Exercise requirements =>
1. In the introduction on English language studies, what did the second half of the 18th century see?
2. Using the introduction on English language studies, say whether each statement agrees with it: (a) The field of comparative linguistics that arose in the 19th century was concerned in large part with the Germanic languages. (b) Reliable statistics show that most studies in contemporary linguistics deal with English. (c) The monumental works on English produced during the 20th century were only synchronic.

Laurel J. Brinton and Alexander Bergs

Chapter 1:
Introduction

Laurel J. Brinton: Vancouver (Canada)
Alexander Bergs: Osnabrück (Germany)
1English Language Studies
2Description of the Series
3Description of this Volume
4References

1English Language Studies

The study of the English language has a lengthy history. The second half of the 18th century saw a phenomenal increase in the number of published grammars of the vernacular language, while the field of comparative linguistics arising in the 19th century was concerned in large part with the Germanic languages, including English. Moreover, in the field of theoretical linguistics that English has played a truly central role. While there are no reliable statistics, it seems safe to say that the majority of studies in contemporary linguistics deal at least in part with English, and are also written in English.
During the 20th century, monumental works concerned with the English language, both synchronic and diachronic, were produced, following historical/comparative and more contemporary linguistic approaches. In keeping with developments on the field of general linguistics, today it is possible to find descriptions and analyses of the history and development of English from virtually any linguistic perspective: external, internal, generative, functional, sociolinguistic, pragmatic, comparative, phonological, morphological, syntactic, lexical, semantic. There are numerous “Histories of English” to cater to just about every (theoretical) taste, as well as detailed descriptions of historical periods, language levels, or theoretical frameworks of English and specialized studies of individual topics in the development of the language.

Entries shown =>
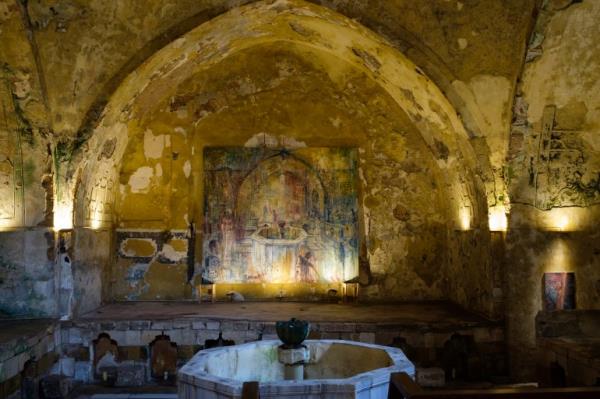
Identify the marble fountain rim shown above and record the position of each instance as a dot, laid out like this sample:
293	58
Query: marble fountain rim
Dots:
355	383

Full solutions =>
1. A phenomenal increase in the number of published grammars of the vernacular language.

2.
(a) Yes: "the field of comparative linguistics arising in the 19th century was concerned in large part with the Germanic languages, including English"
(b) No: "While there are no reliable statistics"
(c) No: "both synchronic and diachronic"